* PROBLEM TO SOLVE: Rewrite the entries below as a numbered list, skipping any blank lines and leaving the pictures out of your answer.
## start
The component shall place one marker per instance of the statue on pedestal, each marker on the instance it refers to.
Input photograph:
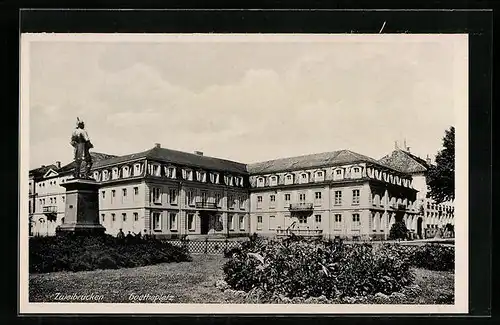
(81, 143)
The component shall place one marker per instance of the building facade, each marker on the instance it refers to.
(173, 194)
(337, 194)
(434, 217)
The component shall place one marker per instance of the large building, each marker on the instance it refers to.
(432, 217)
(172, 194)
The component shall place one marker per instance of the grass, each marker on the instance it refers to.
(187, 282)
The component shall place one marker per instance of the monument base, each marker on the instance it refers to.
(82, 208)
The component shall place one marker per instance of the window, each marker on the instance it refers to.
(156, 195)
(242, 222)
(272, 201)
(317, 198)
(259, 202)
(173, 221)
(191, 225)
(355, 196)
(355, 221)
(171, 172)
(338, 221)
(217, 199)
(190, 198)
(230, 201)
(272, 222)
(156, 221)
(172, 194)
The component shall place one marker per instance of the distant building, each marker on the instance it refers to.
(433, 217)
(335, 194)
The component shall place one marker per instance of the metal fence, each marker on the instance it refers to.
(210, 247)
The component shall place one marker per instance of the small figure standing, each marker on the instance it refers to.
(120, 234)
(81, 143)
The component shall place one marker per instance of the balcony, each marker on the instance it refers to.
(206, 205)
(50, 209)
(301, 206)
(301, 232)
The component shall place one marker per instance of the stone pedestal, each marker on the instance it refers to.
(81, 214)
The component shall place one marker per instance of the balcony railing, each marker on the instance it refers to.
(206, 205)
(303, 232)
(301, 206)
(50, 209)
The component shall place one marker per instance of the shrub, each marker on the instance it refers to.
(82, 253)
(398, 231)
(300, 269)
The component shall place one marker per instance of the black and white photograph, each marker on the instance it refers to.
(244, 173)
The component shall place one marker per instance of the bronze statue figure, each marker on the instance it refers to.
(81, 142)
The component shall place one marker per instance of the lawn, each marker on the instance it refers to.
(186, 282)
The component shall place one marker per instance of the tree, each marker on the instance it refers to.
(441, 176)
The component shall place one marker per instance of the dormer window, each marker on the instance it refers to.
(320, 176)
(170, 172)
(187, 174)
(137, 169)
(115, 173)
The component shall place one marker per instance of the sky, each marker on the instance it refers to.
(244, 99)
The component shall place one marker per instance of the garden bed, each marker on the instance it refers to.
(82, 253)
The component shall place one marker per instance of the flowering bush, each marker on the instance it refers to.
(299, 269)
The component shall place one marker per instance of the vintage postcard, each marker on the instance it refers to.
(244, 173)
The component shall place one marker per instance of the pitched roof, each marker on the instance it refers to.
(96, 157)
(405, 162)
(40, 171)
(318, 160)
(179, 157)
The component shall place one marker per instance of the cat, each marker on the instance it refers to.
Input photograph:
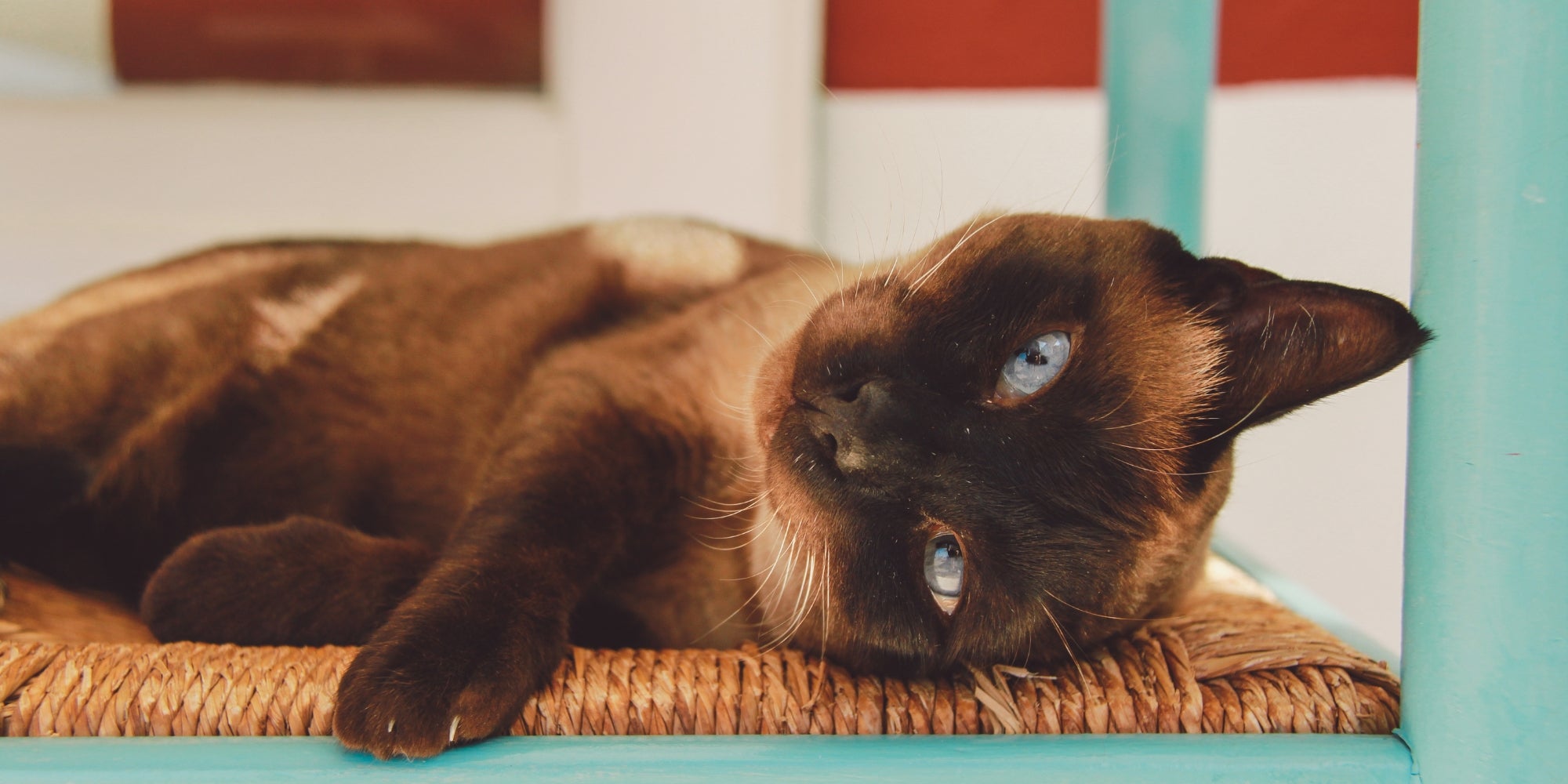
(1003, 448)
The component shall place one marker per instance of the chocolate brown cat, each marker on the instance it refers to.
(655, 434)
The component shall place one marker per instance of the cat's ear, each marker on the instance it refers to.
(1293, 343)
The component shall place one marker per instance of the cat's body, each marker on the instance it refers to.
(655, 434)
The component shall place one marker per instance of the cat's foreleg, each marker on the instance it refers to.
(294, 583)
(488, 625)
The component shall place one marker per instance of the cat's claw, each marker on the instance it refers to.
(415, 700)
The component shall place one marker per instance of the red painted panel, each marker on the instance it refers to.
(1316, 40)
(890, 45)
(328, 42)
(962, 45)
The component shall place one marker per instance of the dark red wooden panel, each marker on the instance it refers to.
(888, 45)
(1272, 40)
(328, 42)
(962, 43)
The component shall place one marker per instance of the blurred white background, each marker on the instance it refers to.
(714, 109)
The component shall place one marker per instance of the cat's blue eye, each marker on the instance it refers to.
(945, 572)
(1034, 366)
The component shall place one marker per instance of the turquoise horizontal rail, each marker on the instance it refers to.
(1083, 760)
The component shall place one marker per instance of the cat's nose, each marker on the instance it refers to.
(855, 424)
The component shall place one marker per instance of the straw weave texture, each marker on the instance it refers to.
(1227, 664)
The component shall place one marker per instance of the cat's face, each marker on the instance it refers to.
(1017, 441)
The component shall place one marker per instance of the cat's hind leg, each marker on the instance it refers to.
(296, 583)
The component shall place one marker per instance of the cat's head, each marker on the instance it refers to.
(1022, 435)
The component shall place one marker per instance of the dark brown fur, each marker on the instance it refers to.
(466, 457)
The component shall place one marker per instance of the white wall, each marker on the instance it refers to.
(1313, 181)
## end
* ANSWER TO THIS PROBLEM:
1. The component shall place one marker per instance of the statue on pedestal, each marker on the instance it refers to.
2. Input photograph:
3. (81, 143)
4. The component shall place one marker per instance of the building facade, each marker on the instance it refers to.
5. (173, 194)
6. (337, 194)
7. (434, 217)
8. The component shall place one marker per instance of the large building, each marker on the instance it refers to.
9. (432, 217)
10. (172, 194)
11. The component shall place one marker per instance of the grass, each marker on the instance it refers to.
12. (187, 282)
13. The component shall place one marker per instance of the monument base, each marker on the instance it refers to.
14. (82, 208)
15. The component shall place one marker per instance of the window, each marker on the instance it refers to.
16. (156, 195)
17. (242, 222)
18. (272, 201)
19. (317, 198)
20. (259, 202)
21. (173, 221)
22. (191, 225)
23. (355, 196)
24. (355, 221)
25. (171, 172)
26. (338, 221)
27. (217, 199)
28. (190, 198)
29. (230, 201)
30. (272, 222)
31. (156, 221)
32. (172, 194)
33. The component shall place one marker per instance of the distant building, each marker on the instance it refers to.
34. (433, 217)
35. (335, 194)
36. The component shall place one marker per instance of the metal fence, each marker on the instance it refers to.
37. (210, 247)
38. The component shall place one marker per instance of the small figure standing, each marker on the instance it refers to.
39. (120, 234)
40. (81, 143)
41. The component shall place one marker per instance of the balcony, each marker on the instance it refers to.
42. (206, 205)
43. (50, 209)
44. (301, 206)
45. (301, 232)
46. The component shall place one marker per instance of the stone pedestal, each marker on the instance it refers to.
47. (81, 214)
48. The component shall place one marker per instance of the balcony railing, each marker on the instance it refers to.
49. (206, 205)
50. (303, 232)
51. (301, 206)
52. (50, 209)
53. The component shall place one marker per instance of the shrub, each marker on the instance it refers to.
54. (82, 253)
55. (398, 231)
56. (300, 269)
57. The component shall place one marker per instance of the black and white photograph, each marker on the instance it refers to.
58. (244, 173)
59. The component shall place one marker per instance of the bronze statue figure, each marker on the instance it refers to.
60. (81, 142)
61. The component shall place one marker per instance of the lawn, each marker on the instance it refers to.
62. (186, 282)
63. The component shall place one marker per instance of the tree, each marker on the instance it refers to.
64. (441, 176)
65. The component shall place one marker per instance of the dormer window, each marker on the instance it refers to.
66. (320, 176)
67. (170, 172)
68. (187, 174)
69. (137, 169)
70. (115, 173)
71. The component shall place one marker per instance of the sky, each marker on the instance it refers to.
72. (244, 99)
73. The component shall place one marker per instance of the garden bed, each marker on the instance it refers to.
74. (82, 253)
75. The component shall place one marker per instance of the flowering bush, each marker on the instance it refers to.
76. (299, 269)
77. The component shall place one marker per instance of the vintage postcard, each marker on the instance it refers to.
78. (244, 173)
79. The component shall place one marker per instance of the pitched roof, each marker on the instance it refers to.
80. (96, 157)
81. (405, 162)
82. (40, 171)
83. (318, 160)
84. (179, 157)
85. The component shall place one marker per instance of the cat, each marker on the instance it refers to.
86. Input photograph:
87. (1003, 448)
88. The component shall place one marker per instance of the chocolate brown cat, each marker on the instance it refers to.
89. (655, 434)
90. The component shall place one marker per instance of the cat's ear, each marker on the instance it refers to.
91. (1293, 343)
92. The component shall place one marker per instance of the cat's body, each marker on the instance it refers to.
93. (655, 434)
94. The component shall place one marker per instance of the cat's foreleg, each marker on the instance it refers to.
95. (294, 583)
96. (488, 625)
97. The component shall place one marker per instance of the cat's claw, each marker on the instance it refers to.
98. (415, 700)
99. The component shall place one marker per instance of the red painted panel, each marker on the instance it refers to.
100. (1316, 40)
101. (890, 45)
102. (328, 42)
103. (962, 45)
104. The component shall place one marker per instance of the dark red wooden panel, each marker on the instance it refers to.
105. (888, 45)
106. (1272, 40)
107. (328, 42)
108. (962, 43)
109. The component shall place one marker per instance of the blurred white background, each marker on the instance it refers to.
110. (714, 109)
111. The component shall place one marker per instance of the cat's blue eye, each marker on the instance it refers to.
112. (945, 572)
113. (1034, 366)
114. The component shall place one marker per instance of the turquoise horizontal rail, each marker on the instance it refers to.
115. (1083, 760)
116. The component shall place one marker per instance of the cat's nose, each marker on the instance it refers to.
117. (855, 424)
118. The component shall place one marker per instance of the straw weave texture, each marker on the instance it refers to.
119. (1227, 664)
120. The component shall place one marker per instance of the cat's face, each marker on the instance it refers to.
121. (1017, 441)
122. The component shall place one marker per instance of the cat's hind leg, each marker on the instance it refers to.
123. (296, 583)
124. The component shall place one marker per instance of the cat's head, each marker on the instance it refers to.
125. (1022, 435)
126. The component shall place one marker per instance of the dark brown fur, each marker on the instance it refers to.
127. (466, 457)
128. The component shall place one marker per instance of the white wall, each marker on the instance it refers to.
129. (1313, 181)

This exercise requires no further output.